[Natural language region descriptions]
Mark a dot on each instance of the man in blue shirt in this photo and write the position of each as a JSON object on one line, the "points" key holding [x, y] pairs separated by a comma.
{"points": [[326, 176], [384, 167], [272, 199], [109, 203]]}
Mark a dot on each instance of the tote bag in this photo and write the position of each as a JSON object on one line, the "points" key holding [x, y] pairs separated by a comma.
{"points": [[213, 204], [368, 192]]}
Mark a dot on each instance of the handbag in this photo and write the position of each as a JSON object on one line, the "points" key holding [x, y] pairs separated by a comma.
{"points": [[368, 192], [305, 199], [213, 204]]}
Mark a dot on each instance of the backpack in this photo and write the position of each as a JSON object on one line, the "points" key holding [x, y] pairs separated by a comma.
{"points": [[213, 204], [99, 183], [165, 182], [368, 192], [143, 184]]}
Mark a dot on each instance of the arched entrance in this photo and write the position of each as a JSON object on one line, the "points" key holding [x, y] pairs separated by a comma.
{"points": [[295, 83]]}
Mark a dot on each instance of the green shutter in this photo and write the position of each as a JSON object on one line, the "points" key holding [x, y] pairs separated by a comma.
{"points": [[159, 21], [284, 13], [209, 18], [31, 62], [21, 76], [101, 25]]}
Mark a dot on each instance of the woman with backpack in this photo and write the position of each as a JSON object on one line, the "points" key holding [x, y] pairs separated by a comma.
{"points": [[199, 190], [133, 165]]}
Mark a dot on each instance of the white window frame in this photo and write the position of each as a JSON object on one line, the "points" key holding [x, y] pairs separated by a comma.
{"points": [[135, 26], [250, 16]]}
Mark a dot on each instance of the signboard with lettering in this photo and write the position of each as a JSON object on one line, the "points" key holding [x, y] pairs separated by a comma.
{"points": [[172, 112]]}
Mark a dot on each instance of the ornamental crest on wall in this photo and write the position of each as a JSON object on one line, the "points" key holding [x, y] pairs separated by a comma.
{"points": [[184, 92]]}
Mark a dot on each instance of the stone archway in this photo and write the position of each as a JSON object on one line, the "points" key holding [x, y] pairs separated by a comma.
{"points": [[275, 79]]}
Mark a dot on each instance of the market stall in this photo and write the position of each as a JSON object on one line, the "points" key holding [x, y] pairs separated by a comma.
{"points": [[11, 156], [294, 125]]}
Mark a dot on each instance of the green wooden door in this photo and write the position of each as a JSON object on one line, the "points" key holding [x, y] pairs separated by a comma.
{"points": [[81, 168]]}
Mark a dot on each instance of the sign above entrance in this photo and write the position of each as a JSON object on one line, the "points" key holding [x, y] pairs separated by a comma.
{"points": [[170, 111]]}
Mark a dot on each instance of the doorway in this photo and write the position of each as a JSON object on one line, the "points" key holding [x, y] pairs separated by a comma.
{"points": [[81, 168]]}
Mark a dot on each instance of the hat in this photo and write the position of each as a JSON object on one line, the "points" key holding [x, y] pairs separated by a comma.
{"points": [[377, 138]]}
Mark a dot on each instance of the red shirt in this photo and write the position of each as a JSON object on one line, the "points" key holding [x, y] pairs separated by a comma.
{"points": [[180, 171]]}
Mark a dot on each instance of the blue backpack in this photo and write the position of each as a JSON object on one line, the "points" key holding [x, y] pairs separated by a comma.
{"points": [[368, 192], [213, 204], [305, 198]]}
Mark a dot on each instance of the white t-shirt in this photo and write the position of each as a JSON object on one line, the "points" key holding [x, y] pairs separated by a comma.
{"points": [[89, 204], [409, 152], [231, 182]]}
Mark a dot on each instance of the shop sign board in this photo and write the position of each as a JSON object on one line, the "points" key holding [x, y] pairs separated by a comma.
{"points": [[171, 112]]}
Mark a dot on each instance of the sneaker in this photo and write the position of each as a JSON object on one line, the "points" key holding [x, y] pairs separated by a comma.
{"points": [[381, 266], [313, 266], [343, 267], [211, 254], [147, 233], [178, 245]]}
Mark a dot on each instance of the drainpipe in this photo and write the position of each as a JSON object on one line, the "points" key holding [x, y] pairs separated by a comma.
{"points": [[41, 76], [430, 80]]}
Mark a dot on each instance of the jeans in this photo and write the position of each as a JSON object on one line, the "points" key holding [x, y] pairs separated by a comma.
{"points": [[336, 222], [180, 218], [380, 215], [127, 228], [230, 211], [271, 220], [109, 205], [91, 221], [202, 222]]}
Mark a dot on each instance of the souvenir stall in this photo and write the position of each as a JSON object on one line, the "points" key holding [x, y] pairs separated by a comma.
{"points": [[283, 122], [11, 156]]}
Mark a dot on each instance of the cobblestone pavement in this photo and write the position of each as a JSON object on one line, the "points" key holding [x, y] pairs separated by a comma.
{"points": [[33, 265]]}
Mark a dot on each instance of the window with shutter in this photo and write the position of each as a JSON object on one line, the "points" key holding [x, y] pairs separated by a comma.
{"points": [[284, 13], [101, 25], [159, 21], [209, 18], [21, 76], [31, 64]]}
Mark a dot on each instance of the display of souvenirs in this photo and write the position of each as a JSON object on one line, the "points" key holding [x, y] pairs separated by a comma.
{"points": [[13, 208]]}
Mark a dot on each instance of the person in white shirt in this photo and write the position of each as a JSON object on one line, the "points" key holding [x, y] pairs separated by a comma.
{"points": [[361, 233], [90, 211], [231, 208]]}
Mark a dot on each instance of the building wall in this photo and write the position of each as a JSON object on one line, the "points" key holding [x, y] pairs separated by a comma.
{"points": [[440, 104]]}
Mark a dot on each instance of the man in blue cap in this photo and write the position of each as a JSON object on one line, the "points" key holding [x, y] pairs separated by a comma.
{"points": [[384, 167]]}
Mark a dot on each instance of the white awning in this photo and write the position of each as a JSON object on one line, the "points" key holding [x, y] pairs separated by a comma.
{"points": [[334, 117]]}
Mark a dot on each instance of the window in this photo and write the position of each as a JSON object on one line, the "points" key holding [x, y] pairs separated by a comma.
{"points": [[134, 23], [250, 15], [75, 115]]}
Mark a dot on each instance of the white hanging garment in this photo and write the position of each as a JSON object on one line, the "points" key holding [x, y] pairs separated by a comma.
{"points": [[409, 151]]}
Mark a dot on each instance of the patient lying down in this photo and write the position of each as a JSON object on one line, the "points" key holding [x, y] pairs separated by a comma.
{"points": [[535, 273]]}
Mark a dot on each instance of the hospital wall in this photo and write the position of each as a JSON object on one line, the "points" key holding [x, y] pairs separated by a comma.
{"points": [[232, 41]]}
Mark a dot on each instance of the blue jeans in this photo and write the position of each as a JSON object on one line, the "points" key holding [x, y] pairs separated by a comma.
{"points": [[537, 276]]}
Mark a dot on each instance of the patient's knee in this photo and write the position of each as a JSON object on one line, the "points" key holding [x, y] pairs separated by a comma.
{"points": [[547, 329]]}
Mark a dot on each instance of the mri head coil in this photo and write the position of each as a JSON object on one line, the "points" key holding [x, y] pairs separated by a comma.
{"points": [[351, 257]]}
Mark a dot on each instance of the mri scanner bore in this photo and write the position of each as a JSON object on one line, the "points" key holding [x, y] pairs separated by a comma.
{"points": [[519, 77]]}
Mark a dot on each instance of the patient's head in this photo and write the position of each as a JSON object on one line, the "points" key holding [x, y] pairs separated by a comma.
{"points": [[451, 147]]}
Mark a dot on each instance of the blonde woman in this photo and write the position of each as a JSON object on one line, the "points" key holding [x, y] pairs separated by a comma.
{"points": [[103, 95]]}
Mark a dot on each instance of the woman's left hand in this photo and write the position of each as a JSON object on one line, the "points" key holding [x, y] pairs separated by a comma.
* * *
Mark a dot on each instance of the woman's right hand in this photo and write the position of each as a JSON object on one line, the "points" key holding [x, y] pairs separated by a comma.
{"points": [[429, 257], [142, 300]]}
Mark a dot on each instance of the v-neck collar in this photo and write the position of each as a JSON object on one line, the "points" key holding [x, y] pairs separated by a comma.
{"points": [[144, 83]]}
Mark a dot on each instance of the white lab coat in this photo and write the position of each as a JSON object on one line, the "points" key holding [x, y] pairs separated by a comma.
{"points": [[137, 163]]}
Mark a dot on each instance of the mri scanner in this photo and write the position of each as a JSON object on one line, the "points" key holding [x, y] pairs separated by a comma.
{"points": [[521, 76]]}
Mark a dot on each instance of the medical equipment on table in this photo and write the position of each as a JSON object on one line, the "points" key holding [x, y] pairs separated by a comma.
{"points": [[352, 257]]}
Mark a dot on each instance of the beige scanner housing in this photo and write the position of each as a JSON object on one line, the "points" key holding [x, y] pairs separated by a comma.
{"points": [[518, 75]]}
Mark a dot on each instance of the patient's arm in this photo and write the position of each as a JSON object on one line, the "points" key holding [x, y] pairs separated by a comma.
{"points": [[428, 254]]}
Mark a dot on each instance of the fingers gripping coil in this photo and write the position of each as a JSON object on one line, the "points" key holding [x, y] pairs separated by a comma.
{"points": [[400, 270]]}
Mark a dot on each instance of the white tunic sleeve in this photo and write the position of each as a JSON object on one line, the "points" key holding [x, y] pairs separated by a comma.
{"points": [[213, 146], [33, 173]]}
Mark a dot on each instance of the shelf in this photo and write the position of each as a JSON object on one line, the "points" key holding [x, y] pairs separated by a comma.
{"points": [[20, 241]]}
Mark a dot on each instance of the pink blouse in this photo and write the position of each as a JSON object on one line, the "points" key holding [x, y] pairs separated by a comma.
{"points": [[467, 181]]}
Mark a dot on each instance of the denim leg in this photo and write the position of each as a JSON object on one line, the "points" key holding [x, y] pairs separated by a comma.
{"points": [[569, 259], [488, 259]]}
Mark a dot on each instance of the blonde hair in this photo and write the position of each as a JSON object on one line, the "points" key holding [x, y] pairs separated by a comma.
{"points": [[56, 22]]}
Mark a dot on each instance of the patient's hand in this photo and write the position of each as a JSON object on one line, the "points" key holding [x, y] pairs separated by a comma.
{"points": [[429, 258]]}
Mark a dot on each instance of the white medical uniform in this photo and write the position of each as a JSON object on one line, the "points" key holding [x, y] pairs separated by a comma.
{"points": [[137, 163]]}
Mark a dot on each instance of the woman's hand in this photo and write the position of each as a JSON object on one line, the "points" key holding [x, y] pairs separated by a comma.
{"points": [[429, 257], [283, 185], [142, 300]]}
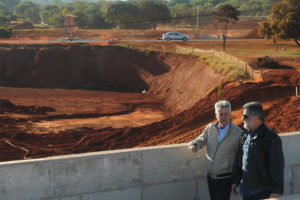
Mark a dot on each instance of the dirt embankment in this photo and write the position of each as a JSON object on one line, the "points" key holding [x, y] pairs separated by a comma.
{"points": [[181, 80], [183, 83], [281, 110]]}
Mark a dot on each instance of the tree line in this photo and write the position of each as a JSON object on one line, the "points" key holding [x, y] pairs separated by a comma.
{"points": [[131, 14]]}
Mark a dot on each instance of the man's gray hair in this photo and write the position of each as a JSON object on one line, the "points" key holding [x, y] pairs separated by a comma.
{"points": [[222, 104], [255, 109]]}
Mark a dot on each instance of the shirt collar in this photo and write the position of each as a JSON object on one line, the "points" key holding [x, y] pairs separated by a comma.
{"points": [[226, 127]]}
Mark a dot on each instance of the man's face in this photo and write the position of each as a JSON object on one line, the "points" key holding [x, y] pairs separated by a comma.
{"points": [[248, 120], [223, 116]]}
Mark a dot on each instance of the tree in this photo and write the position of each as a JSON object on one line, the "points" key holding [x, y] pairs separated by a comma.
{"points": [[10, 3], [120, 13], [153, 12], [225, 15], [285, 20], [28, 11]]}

* PROBLEM TO SOLVE:
Every line above from the line with "Mark a dot on each instance of the blonde woman" to the line with "Mark a dot on each instance of the woman's left", inclusive, must be returned exactly; no other line belongs in the reply.

* RESPONSE BOX:
Mark a dot on each instance of the blonde woman in this photo and write the position of each as a JSON object on one line, the "points" key holding [x, y] pairs separated by a comma.
{"points": [[103, 95]]}
Mark a dot on each instance of the woman's left hand in this photo and write the position of each as a JSON object on one line, the "points" key holding [x, y] pairs separated by a comma.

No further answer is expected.